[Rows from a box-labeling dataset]
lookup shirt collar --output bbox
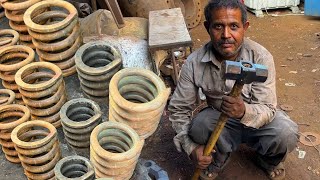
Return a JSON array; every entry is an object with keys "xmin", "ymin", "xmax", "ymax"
[{"xmin": 201, "ymin": 40, "xmax": 245, "ymax": 69}]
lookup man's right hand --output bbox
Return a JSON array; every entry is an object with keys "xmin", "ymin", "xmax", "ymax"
[{"xmin": 191, "ymin": 145, "xmax": 212, "ymax": 169}]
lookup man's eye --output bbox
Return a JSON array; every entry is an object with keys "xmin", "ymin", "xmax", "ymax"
[{"xmin": 214, "ymin": 24, "xmax": 222, "ymax": 29}]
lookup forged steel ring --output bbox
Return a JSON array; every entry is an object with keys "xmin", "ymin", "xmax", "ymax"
[
  {"xmin": 54, "ymin": 155, "xmax": 95, "ymax": 180},
  {"xmin": 90, "ymin": 121, "xmax": 144, "ymax": 179},
  {"xmin": 0, "ymin": 29, "xmax": 19, "ymax": 49},
  {"xmin": 15, "ymin": 62, "xmax": 62, "ymax": 91},
  {"xmin": 109, "ymin": 68, "xmax": 170, "ymax": 138},
  {"xmin": 0, "ymin": 89, "xmax": 16, "ymax": 106},
  {"xmin": 23, "ymin": 0, "xmax": 78, "ymax": 33}
]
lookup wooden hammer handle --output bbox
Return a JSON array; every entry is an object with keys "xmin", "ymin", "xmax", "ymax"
[{"xmin": 192, "ymin": 82, "xmax": 243, "ymax": 180}]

• **TASK OBJECTIVE**: Can you return every row above word for word, leaving out the pictures?

• **EXERCISE ANSWER**:
lookup shirt collar --output bbox
Return a JSON array; every entry is an object with keys "xmin", "ymin", "xmax", "ymax"
[{"xmin": 201, "ymin": 40, "xmax": 245, "ymax": 69}]
lookup man's right hand --output bbox
Return a JSON array; every entry is an object with keys "xmin", "ymin", "xmax", "ymax"
[{"xmin": 191, "ymin": 145, "xmax": 212, "ymax": 169}]
lookup man's eye --output bbox
Return a JSON array; every entry is an object with keys "xmin", "ymin", "xmax", "ymax"
[{"xmin": 214, "ymin": 24, "xmax": 222, "ymax": 29}]
lookup forged steel ring --output bbox
Return a JSON array; every entry is an object with keys "xmin", "ymin", "xmax", "ymax"
[
  {"xmin": 54, "ymin": 155, "xmax": 95, "ymax": 180},
  {"xmin": 90, "ymin": 121, "xmax": 144, "ymax": 179},
  {"xmin": 0, "ymin": 29, "xmax": 19, "ymax": 49},
  {"xmin": 15, "ymin": 62, "xmax": 62, "ymax": 91},
  {"xmin": 109, "ymin": 68, "xmax": 170, "ymax": 138},
  {"xmin": 0, "ymin": 89, "xmax": 16, "ymax": 106},
  {"xmin": 23, "ymin": 0, "xmax": 78, "ymax": 33}
]
lookup wooden hammer handle --output bbox
Return a JSON array; every entry is an object with keys "xmin", "ymin", "xmax", "ymax"
[{"xmin": 192, "ymin": 82, "xmax": 243, "ymax": 180}]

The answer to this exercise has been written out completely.